#### Records to process
▬▬▬▬▬▬

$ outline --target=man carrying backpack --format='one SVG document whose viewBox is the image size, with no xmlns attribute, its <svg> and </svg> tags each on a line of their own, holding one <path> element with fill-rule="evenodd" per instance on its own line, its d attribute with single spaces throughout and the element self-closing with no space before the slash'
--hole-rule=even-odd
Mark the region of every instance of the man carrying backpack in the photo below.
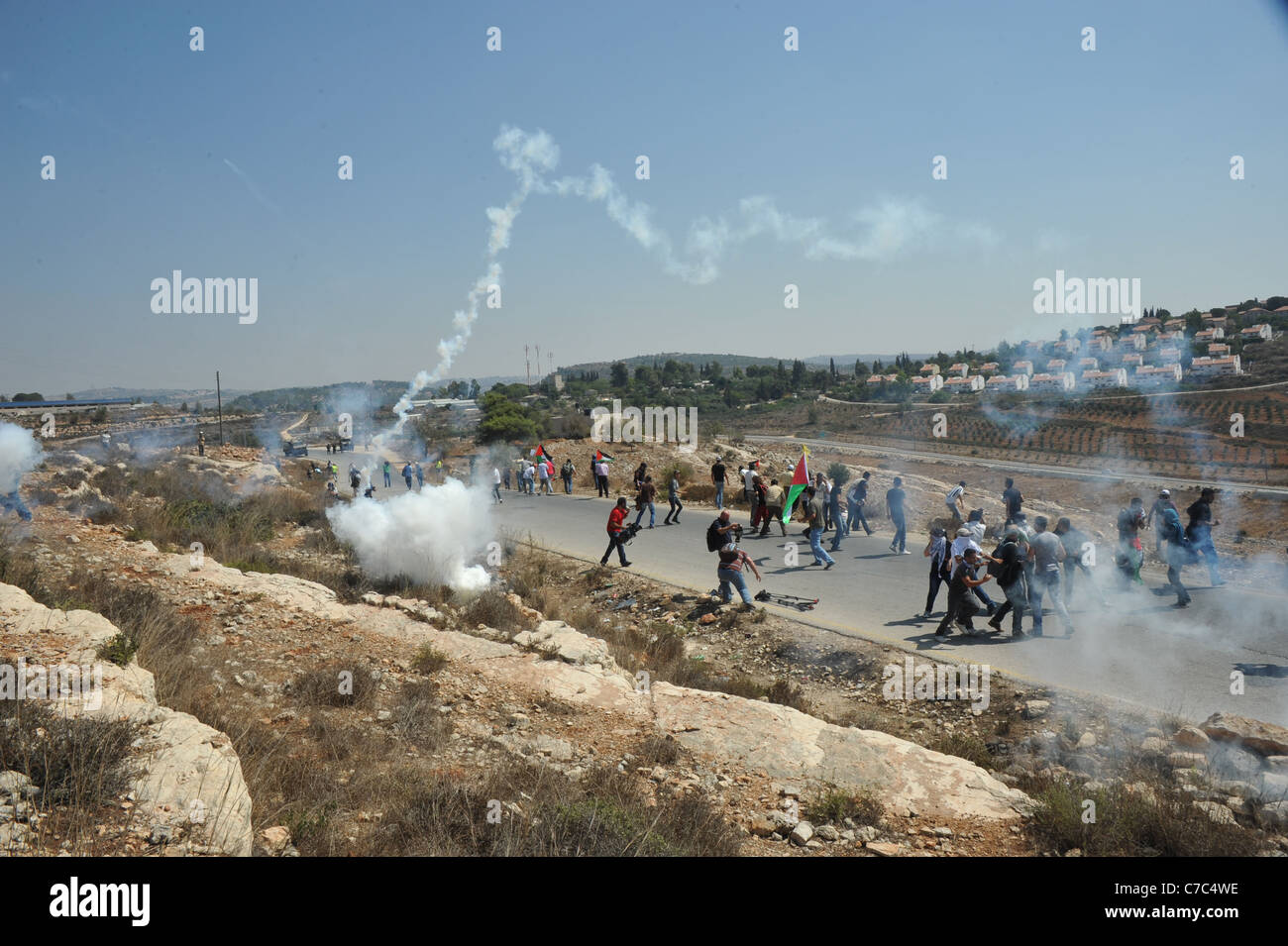
<svg viewBox="0 0 1288 946">
<path fill-rule="evenodd" d="M 626 561 L 626 544 L 622 542 L 622 530 L 626 528 L 623 523 L 626 521 L 626 497 L 617 497 L 617 505 L 613 506 L 612 512 L 608 514 L 608 548 L 604 550 L 604 557 L 599 560 L 600 565 L 608 564 L 608 556 L 612 555 L 613 550 L 617 550 L 617 557 L 622 562 L 622 568 L 629 568 L 630 562 Z"/>
<path fill-rule="evenodd" d="M 742 568 L 743 565 L 748 566 L 751 573 L 756 575 L 756 580 L 760 582 L 762 579 L 756 562 L 751 560 L 750 555 L 738 548 L 737 541 L 732 538 L 719 552 L 720 561 L 716 564 L 716 578 L 720 579 L 720 600 L 724 604 L 729 604 L 733 600 L 733 591 L 730 589 L 730 586 L 733 586 L 742 596 L 743 610 L 755 610 L 756 606 L 751 602 L 751 591 L 747 588 L 747 579 L 742 577 Z"/>
<path fill-rule="evenodd" d="M 827 553 L 823 548 L 823 507 L 819 506 L 815 498 L 818 489 L 815 487 L 806 487 L 805 496 L 805 521 L 809 523 L 809 548 L 814 552 L 814 564 L 822 565 L 823 570 L 827 571 L 836 562 L 832 556 Z"/>
<path fill-rule="evenodd" d="M 1012 611 L 1011 637 L 1024 637 L 1020 623 L 1024 618 L 1024 609 L 1029 606 L 1029 587 L 1024 573 L 1027 557 L 1028 548 L 1020 544 L 1020 530 L 1010 525 L 1002 538 L 1002 544 L 993 551 L 988 564 L 988 573 L 997 578 L 997 587 L 1006 596 L 1006 601 L 997 609 L 988 626 L 994 631 L 1001 631 L 1002 618 L 1006 617 L 1007 611 Z"/>
<path fill-rule="evenodd" d="M 679 524 L 680 512 L 684 511 L 684 503 L 680 502 L 680 475 L 676 470 L 671 471 L 671 481 L 666 487 L 666 498 L 671 503 L 671 511 L 666 514 L 666 519 L 662 520 L 662 525 L 670 525 L 672 521 Z"/>
<path fill-rule="evenodd" d="M 1118 511 L 1118 553 L 1114 564 L 1118 565 L 1119 584 L 1126 589 L 1132 582 L 1144 584 L 1140 577 L 1140 566 L 1145 560 L 1145 552 L 1140 544 L 1140 526 L 1145 523 L 1145 501 L 1133 497 L 1131 505 Z"/>
<path fill-rule="evenodd" d="M 726 483 L 725 466 L 716 457 L 716 462 L 711 465 L 711 483 L 716 488 L 716 508 L 724 508 L 724 484 Z"/>
<path fill-rule="evenodd" d="M 719 552 L 741 529 L 729 519 L 729 510 L 721 510 L 720 516 L 707 526 L 707 551 Z"/>
<path fill-rule="evenodd" d="M 635 507 L 640 511 L 635 516 L 635 525 L 640 524 L 644 519 L 644 510 L 648 510 L 648 528 L 653 528 L 653 521 L 657 519 L 657 508 L 653 506 L 653 499 L 657 498 L 657 487 L 653 485 L 653 478 L 645 475 L 644 481 L 640 483 L 640 493 L 635 498 Z"/>
<path fill-rule="evenodd" d="M 1167 583 L 1176 592 L 1176 606 L 1188 607 L 1190 592 L 1181 584 L 1181 569 L 1198 561 L 1198 553 L 1181 529 L 1181 515 L 1175 506 L 1163 510 L 1159 532 L 1163 541 L 1167 542 Z"/>
<path fill-rule="evenodd" d="M 948 611 L 944 614 L 944 619 L 939 622 L 939 627 L 935 628 L 935 637 L 940 640 L 948 637 L 948 632 L 954 622 L 965 633 L 975 636 L 975 626 L 971 623 L 971 618 L 984 610 L 979 598 L 975 597 L 975 588 L 992 578 L 988 574 L 983 578 L 975 577 L 975 569 L 979 566 L 979 551 L 974 547 L 967 548 L 962 556 L 962 564 L 953 570 L 953 575 L 948 582 Z"/>
<path fill-rule="evenodd" d="M 868 535 L 872 534 L 872 526 L 868 525 L 867 516 L 863 515 L 863 503 L 868 501 L 868 480 L 872 474 L 867 470 L 863 471 L 863 476 L 854 481 L 850 487 L 850 492 L 845 494 L 845 502 L 849 506 L 845 516 L 845 530 L 851 532 L 854 529 L 854 521 L 858 520 L 859 525 L 863 526 L 863 532 Z"/>
<path fill-rule="evenodd" d="M 1185 538 L 1190 541 L 1195 551 L 1203 553 L 1203 564 L 1208 566 L 1208 577 L 1212 579 L 1213 588 L 1225 584 L 1225 579 L 1216 570 L 1216 546 L 1212 544 L 1212 526 L 1221 525 L 1212 519 L 1212 499 L 1215 498 L 1216 490 L 1207 487 L 1199 498 L 1185 510 L 1185 515 L 1190 517 L 1190 524 L 1185 528 Z"/>
</svg>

▬▬▬▬▬▬

#### What this task involves
Set down the lines from the start of the items up to and including the line with "--hole-rule=even-odd", character for character.

#### Result of the task
$ outline --target=man carrying backpack --format='one SVG document whose viewBox is the image size, with no xmlns attribute, its <svg> and </svg> tags each on a line of their own, holding one <path> element with fill-rule="evenodd" per instance on its own line, its d attribute with single spaces throughout and the element self-closing with no space before the slash'
--hole-rule=even-odd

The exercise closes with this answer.